#### What is expected:
Can you extract every line of the records below and reproduce each one verbatim, without changing a character?

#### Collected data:
------------------------

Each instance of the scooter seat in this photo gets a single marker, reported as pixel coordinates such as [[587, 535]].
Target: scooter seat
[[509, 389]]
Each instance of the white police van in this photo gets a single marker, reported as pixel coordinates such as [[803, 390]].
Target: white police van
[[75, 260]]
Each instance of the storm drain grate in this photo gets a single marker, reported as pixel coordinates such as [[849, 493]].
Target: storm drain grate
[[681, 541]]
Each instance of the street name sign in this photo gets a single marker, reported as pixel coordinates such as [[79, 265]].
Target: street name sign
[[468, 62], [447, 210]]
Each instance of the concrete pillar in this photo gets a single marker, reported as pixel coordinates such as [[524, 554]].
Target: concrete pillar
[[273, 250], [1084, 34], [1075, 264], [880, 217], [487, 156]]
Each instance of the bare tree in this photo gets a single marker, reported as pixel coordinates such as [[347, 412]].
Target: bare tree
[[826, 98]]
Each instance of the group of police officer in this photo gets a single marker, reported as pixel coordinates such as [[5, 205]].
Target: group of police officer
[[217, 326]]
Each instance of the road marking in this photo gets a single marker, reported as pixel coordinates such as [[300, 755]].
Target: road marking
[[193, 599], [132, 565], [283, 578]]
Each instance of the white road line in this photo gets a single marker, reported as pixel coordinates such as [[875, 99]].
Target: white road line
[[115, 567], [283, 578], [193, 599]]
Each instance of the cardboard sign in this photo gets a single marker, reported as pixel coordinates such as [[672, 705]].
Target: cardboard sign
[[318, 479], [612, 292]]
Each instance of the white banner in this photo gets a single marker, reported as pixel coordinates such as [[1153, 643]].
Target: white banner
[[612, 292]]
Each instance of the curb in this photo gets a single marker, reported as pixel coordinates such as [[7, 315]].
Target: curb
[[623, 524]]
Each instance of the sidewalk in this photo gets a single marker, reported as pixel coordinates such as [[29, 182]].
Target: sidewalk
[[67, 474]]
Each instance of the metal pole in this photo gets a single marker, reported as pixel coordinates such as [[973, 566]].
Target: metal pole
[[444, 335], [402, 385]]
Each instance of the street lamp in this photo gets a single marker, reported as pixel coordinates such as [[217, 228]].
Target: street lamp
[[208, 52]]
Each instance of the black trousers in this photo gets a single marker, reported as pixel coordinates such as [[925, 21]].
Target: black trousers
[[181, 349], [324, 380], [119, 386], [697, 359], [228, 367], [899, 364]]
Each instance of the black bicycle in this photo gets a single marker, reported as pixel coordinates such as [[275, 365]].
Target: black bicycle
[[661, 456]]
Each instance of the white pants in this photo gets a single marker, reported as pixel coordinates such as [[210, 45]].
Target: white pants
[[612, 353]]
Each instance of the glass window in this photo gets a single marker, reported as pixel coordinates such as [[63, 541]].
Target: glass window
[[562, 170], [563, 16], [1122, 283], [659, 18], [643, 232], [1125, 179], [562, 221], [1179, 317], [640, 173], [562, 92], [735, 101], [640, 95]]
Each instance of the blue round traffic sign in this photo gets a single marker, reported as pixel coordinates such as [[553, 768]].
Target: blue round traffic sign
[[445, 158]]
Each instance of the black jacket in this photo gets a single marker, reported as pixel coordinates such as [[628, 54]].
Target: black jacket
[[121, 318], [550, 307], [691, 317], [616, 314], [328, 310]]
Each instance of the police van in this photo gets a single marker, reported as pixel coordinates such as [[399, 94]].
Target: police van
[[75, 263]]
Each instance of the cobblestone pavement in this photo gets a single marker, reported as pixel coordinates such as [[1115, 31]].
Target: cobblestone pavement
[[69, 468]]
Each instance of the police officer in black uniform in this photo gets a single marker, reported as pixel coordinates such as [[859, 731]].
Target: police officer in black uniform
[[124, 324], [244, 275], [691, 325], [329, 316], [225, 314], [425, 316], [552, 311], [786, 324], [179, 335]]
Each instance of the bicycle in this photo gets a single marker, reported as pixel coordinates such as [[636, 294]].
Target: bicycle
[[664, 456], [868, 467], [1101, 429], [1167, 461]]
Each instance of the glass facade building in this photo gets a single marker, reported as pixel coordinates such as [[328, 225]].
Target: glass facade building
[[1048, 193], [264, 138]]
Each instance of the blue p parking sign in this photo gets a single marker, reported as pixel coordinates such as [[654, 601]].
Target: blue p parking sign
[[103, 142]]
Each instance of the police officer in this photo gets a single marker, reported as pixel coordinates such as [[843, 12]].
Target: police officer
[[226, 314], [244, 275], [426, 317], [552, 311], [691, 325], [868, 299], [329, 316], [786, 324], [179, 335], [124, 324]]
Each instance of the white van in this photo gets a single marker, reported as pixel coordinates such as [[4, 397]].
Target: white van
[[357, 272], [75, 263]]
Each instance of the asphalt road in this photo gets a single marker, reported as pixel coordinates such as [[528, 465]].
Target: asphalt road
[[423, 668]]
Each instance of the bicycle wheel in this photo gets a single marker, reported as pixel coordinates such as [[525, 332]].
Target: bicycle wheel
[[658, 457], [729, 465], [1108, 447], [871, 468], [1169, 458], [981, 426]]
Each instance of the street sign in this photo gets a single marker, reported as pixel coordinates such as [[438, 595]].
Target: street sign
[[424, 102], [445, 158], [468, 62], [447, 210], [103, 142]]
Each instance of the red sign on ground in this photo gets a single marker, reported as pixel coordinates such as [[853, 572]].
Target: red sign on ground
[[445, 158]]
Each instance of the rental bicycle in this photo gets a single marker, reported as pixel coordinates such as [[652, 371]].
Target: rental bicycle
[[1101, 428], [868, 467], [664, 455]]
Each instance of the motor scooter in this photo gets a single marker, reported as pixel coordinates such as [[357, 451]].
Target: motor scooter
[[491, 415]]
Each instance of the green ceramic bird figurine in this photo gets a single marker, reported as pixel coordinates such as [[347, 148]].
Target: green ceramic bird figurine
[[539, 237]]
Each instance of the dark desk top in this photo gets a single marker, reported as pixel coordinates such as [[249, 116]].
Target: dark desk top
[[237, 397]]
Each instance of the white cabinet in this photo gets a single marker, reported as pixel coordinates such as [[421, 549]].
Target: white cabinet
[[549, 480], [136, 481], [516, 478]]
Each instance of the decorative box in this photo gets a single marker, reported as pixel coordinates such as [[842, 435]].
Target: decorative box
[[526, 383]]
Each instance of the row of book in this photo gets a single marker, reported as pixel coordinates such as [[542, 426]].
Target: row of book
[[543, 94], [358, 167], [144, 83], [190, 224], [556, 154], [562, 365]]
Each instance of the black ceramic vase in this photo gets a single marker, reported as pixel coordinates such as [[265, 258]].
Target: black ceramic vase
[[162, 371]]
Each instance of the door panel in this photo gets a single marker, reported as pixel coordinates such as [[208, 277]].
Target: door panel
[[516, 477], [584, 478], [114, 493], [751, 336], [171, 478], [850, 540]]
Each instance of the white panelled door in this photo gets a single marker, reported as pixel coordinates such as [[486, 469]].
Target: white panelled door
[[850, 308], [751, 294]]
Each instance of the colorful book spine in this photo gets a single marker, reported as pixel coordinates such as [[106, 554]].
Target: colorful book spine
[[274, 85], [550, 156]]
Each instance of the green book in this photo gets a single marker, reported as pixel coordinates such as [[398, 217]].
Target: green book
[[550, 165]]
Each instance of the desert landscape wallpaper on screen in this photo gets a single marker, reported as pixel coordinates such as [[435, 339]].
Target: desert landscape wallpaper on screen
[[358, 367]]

------------------------

#### Exercise result:
Each instance of the scooter seat in this photo gets a single marker, reported as pixel coordinates such as [[587, 535]].
Target: scooter seat
[[509, 389]]
Each instance of the white police van in this photo gets a single marker, reported as pixel coordinates such as [[803, 390]].
Target: white police van
[[75, 260]]
Each instance of the storm drain grate in this photo gets a single marker, reported as pixel coordinates such as [[849, 493]].
Target: storm drain grate
[[681, 541]]
Each instance of the street name sign in this photo gets a single marker, reported as pixel coordinates such as [[79, 265]].
Target: street name sign
[[468, 62], [447, 210]]
Each instance of the concrete pillar in this photo gets a single marker, reported as pixel coordinates such as [[524, 554]].
Target: concrete pillar
[[273, 250], [1084, 34], [1075, 264], [880, 217], [487, 156]]
Each instance of the bare tree in this photo gets a single marker, reported as pixel coordinates such as [[347, 412]].
Target: bare tree
[[826, 98]]
Each instance of the group of police officer in this photo gets a single marker, reported as pixel coordinates such as [[5, 205]].
Target: group of police officer
[[217, 326]]
Each instance of the road marking in this photo gets a single marker, reported as pixel coordinates such as [[300, 755]].
Target: road marking
[[193, 599], [132, 565], [283, 578]]
Each instance of the white road line in this photo gets a single marker, reported as pixel coordinates such as [[875, 99]].
Target: white road line
[[115, 567], [283, 578], [193, 599]]
Each instance of the cardboard sign in this photo gets a single marker, reported as pixel coordinates such as [[672, 705]].
Target: cardboard sign
[[318, 479], [612, 292]]
Each instance of the white banner in this photo gets a single marker, reported as pixel coordinates such as [[1153, 643]].
Target: white banner
[[612, 292]]
Each instance of the curb in this photo gets a single marker, reported as pixel coordinates such as [[7, 315]].
Target: curb
[[623, 524]]
Each instance of the sidewalk in this photo gets a single marker, reported as pixel coordinates such as [[29, 182]].
Target: sidewalk
[[67, 474]]
Each instance of the metal pole in this photo gets a single marker, reported as pixel coordinates such as [[973, 566]].
Target: metal pole
[[444, 335], [402, 385]]
Each instance of the street lamp in this photo gets a single marker, reported as pixel coordinates such as [[217, 228]].
Target: street lamp
[[208, 52]]
Each instance of the black trousers in this photo gets a single marker, reported as pixel coordinates such as [[925, 21]].
Target: black trousers
[[181, 349], [324, 380], [119, 386], [697, 359], [228, 367], [899, 364]]
Each instance of the black bicycle in this photo gets a single marker, reported as pixel coordinates such as [[275, 365]].
Target: black bicycle
[[661, 456]]
Each instance of the white pants in this photo gets a single marker, reported as pixel coordinates such as [[210, 45]].
Target: white pants
[[612, 353]]
Each instance of the glass window in this photo gets a single marker, reported as pixel coordinates such as [[63, 541]].
Target: glass window
[[562, 170], [563, 16], [1122, 283], [659, 18], [643, 232], [1125, 179], [562, 221], [1179, 317], [640, 173], [562, 92], [735, 101], [640, 95]]
Each instance of the blue round traffic sign in this photo gets a single marker, reported as pixel coordinates such as [[553, 768]].
Target: blue round traffic sign
[[445, 158]]
Each instance of the black jacket in this photo gets a single marker, reported as pixel coordinates such as [[628, 54]].
Target: black jacket
[[121, 318], [550, 307], [691, 317], [616, 314], [328, 310]]
Each instance of the police van in this photo gets a single marker, reported as pixel coordinates such as [[399, 94]].
Target: police van
[[75, 263]]
Each instance of the cobblestone pavement in this photo gets a single marker, reported as pixel coordinates such as [[1115, 31]].
Target: cobblestone pavement
[[69, 468]]
Each instance of the police officer in black uniform in this photo gets a single marker, reported as pixel coordinates such as [[859, 731]].
Target: police officer in black uniform
[[124, 324], [244, 275], [691, 325], [329, 316], [225, 314], [425, 316], [552, 311], [786, 324], [179, 335]]
Each instance of the bicycle in this photo gets a single marker, reported as pixel coordinates such as [[636, 294]].
Target: bicycle
[[664, 456], [868, 467], [1101, 429], [1167, 461]]
Each instance of the glass facade building in this photo gets a single marker, reported as pixel coordinates such as [[328, 225]].
Target: glass facade building
[[1048, 193], [264, 138]]
Each instance of the blue p parking sign in this photo gets a single marker, reported as pixel coordinates such as [[654, 601]].
Target: blue p parking sign
[[103, 142]]
Each instance of the police officer in this photo gets a single marker, reported as pixel coordinates such as [[843, 12]].
Target: police officer
[[226, 314], [244, 275], [426, 317], [552, 311], [691, 325], [868, 299], [329, 316], [786, 324], [179, 335], [124, 324]]
Each instance of the white van in this photo gets a single marker, reported as pixel coordinates such as [[4, 397]].
Target: white van
[[357, 272], [75, 263]]
Each instance of the asphalt road in this photo gets a single marker, reported as pixel coordinates such as [[528, 465]].
Target: asphalt road
[[423, 668]]
Each instance of the bicycle wheel in this photo gets a single marker, reported as pixel coordinates such as [[525, 332]].
Target: bicycle wheel
[[658, 457], [729, 465], [1108, 447], [871, 468], [1169, 458], [981, 426]]
Each instance of the street sign in this photo gets a single marker, reported as pixel coordinates such as [[438, 595]].
Target: street sign
[[424, 102], [445, 158], [468, 62], [447, 210], [103, 142]]
Each instance of the red sign on ground in this photo gets a single marker, reported as pixel coordinates such as [[853, 572]].
Target: red sign on ground
[[445, 158]]
Each instance of the rental bicycle in this photo gets a single marker, reported as pixel coordinates such as [[652, 371]].
Target: rental bicycle
[[1101, 428], [868, 467], [664, 455]]
Each instance of the motor scooter in this photo gets a single marker, reported as pixel coordinates such as [[357, 451]].
Target: motor scooter
[[491, 415]]
Each instance of the green ceramic bird figurine in this photo gets a single marker, reported as pixel coordinates such as [[347, 148]].
Target: green ceramic bird figurine
[[539, 237]]
Each instance of the dark desk top in this photo gets a single marker, reported as pixel coordinates such as [[249, 116]].
Target: dark desk top
[[237, 397]]
Each instance of the white cabinet in this photo gets a single marker, reported as pixel coordinates such as [[421, 549]].
Target: white cabinet
[[549, 480], [136, 481], [516, 478]]
Each instance of the decorative box in this photo gets a single marker, reported as pixel coordinates such as [[842, 435]].
Target: decorative box
[[526, 383]]
Each instance of the row of book in this photo gets a single marker, reported as pixel coordinates such as [[542, 426]].
Target: row of book
[[543, 94], [358, 167], [144, 83], [190, 224], [556, 154], [562, 365]]
Each instance of the black ceramic vase in this photo gets a single marker, reported as pixel coordinates such as [[265, 258]].
Target: black ceramic vase
[[162, 371]]
Each instance of the door panel in this photo gets a single marker, reported as pixel coordinates such as [[208, 277]].
Target: door panel
[[516, 477], [584, 478], [114, 493], [751, 336], [171, 478], [850, 540]]
Each instance of the white panelled door in this photo gets a single marker, reported as pixel coordinates such as [[486, 469]].
Target: white panelled door
[[850, 308], [751, 294]]
Each instance of the colorful book spine in this photo gets a single marker, reported as pixel coordinates such as [[106, 554]].
Target: colorful book spine
[[274, 85], [550, 156]]
Each instance of the green book in this photo gets a single marker, reported as pixel coordinates such as [[398, 217]].
Target: green book
[[550, 165]]
Each instance of the desert landscape wallpaper on screen in this photo gets a single marker, reported as pixel coordinates such as [[435, 339]].
Target: desert landscape wallpaper on screen
[[358, 367]]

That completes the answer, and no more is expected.